=== Activity 1 ===
From the passage on the PreOS preeclampsia study, list each feature of the study that the passage presents as a strength.
=== Activity 2 ===
In the passage on the PreOS preeclampsia study, what range of the sFlt-1/PlGF ratio counts as intermediate for late-onset preeclampsia?
=== Activity 3 ===
Proceed with the passage on the PreOS preeclampsia study, picking up right after its final sentence.

=== Excerpt provided ===
__________________________________________________

A limitation of the study was the large number of women who were excluded from the per-protocol analysis due to delayed reporting of the decision on the iPad® after knowledge of the ratio, and outcomes (preeclampsia/delivery) taking place before the intended procedures were recorded. It is important to note that the study data were generated using the Elecsys® immunoassay sFlt-1/PlGF ratio cutoff of 85, but the optimal cutoff ratio to aid diagnosis of preeclampsia may differ when other assays are used. Furthermore, as the sites involved in this study had familiarity with the sFlt-1/PlGF test and its use, as well as substantial expertise in management of preeclampsia, this may limit the generalizability of the results. Although the sFlt-1/PlGF ratio has greater diagnostic accuracy compared with current standard of care, the cutoff values and reference ranges for the test only apply to singleton pregnancies, and so the results should be interpreted with caution in women with multiple pregnancies. The sFlt-1/PlGF ratio has not been evaluated as a universal screening test, and is not intended to replace other techniques for monitoring patients at risk of preeclampsia; the test should only be offered to women who are considered at high risk of preeclampsia, and should be used in the context of other established diagnostic tools. Finally, the appropriate level of monitoring of women with an intermediate sFlt-1/PlGF ratio (38–85 [early-onset preeclampsia] or 38–110 [late-onset]), including the timing interval for follow-up testing and clinical consultation, remains to be ascertained.

PreOS is the first study that examined the influence of a test result on clinical decision making applied to the diagnosis of preeclampsia. The study has several strengths, including the use of the iPad® application. This documentation method was chosen to allow results to be recorded in real time and in a consistent manner between investigators and study hospitals. The use of an adjudication process was also important as this reduced bias and provided confidence that changed decisions as a result of the sFlt-1/PlGF ratio did not negatively impact the patient. The reliability of the sFlt-1/PlGF ratio in this regard is also shown by the fact that all four patients of the safety population who developed eclampsia, HELLP syndrome or both had been detected as having an increased risk by a markedly elevated sFlt-1/PlGF ratio before the clinical diagnosis of preeclampsia could be established. Finally, PreOS was a multicenter study and the data collected reflect the real-world clinical practice use of the sFlt-1/PlGF test in clinical decision making in different hospitals operating according to their local procedures and processes.

__________________________________________________

=== Material provided ===
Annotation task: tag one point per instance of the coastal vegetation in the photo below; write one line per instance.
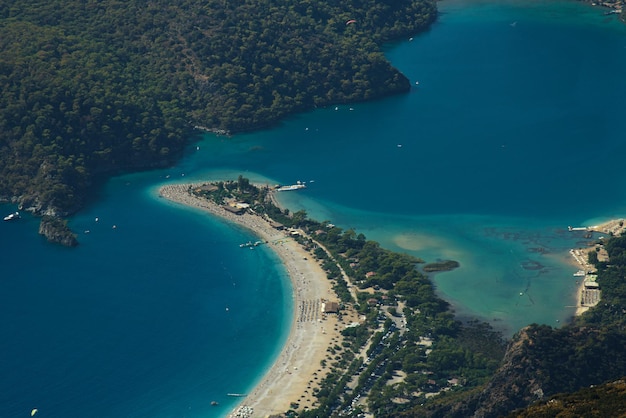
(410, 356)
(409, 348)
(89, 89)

__________________________________________________

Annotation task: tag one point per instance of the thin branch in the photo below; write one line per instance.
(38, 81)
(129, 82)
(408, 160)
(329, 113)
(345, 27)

__________________________________________________

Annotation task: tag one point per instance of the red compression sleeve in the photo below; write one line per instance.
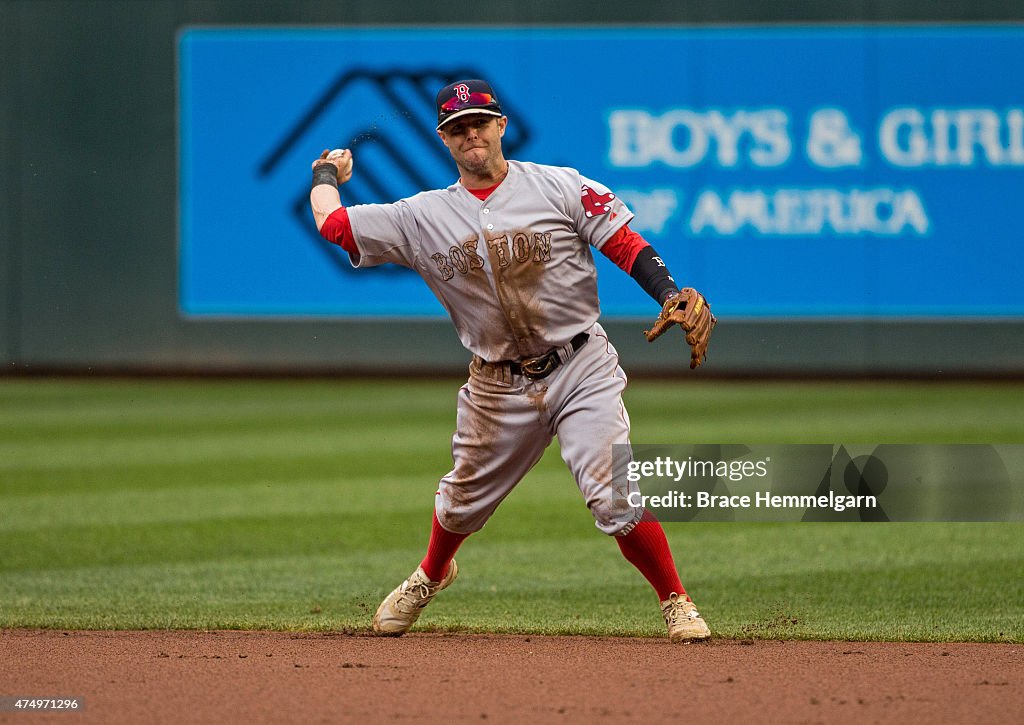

__________________________________________________

=== Answer section 1 ===
- The use of the iPad® application, which let results be recorded in real time and consistently across investigators and study hospitals
- The use of an adjudication process, which reduced bias and gave confidence that decisions changed because of the sFlt-1/PlGF ratio did not harm the patient
- The multicenter design, which let the data reflect real-world use of the sFlt-1/PlGF test in different hospitals following their local procedures

=== Answer section 2 ===
38–110.

=== Answer section 3 ===
Recently, a prospective study of prediction of preeclampsia in women with suspicion of preeclampsia (PROGNOSIS; Prediction of Short-Term Outcome in Pregnant Women with Suspected Preeclampsia Study) has reported excellent ability of an sFlt-1/PlGF ratio of 38 and below to predict absence of preeclampsia within the next week (negative predictive value of 99.3% (95% confidence interval [CI]: 97.9–99.9) and good capacity of an sFlt-1/PlGF ratio above 38 to rule in preeclampsia within the next four weeks (36.7% positive predictive value (95% CI: 28.4–45.7) [27]. Ongoing studies are examining how this new cutoff value (for prediction, rather than diagnosis) has the potential to influence clinical practice. A recent study has suggested that low PlGF is predictive for preeclampsia within 14 days in women <35 weeks’ gestation [28]. However, the PROGNOSIS study, which also evaluated the predictive value of using either sFlt-1 or PlGF alone, did not show a superior predictive power for these single biomarkers compared with the ratio [27].

This study was non-interventional in its approach; further research should be performed to confirm the clinical utility of the sFlt-1/PlGF ratio indicated by our observational data. One potential avenue for further study could be a randomized, controlled trial in which one group of investigators are blinded to the test result to evaluate whether availability of the sFlt-1/PlGF ratio has an impact on clinical outcomes, including prolongation of the pregnancy, and socio-economic factors.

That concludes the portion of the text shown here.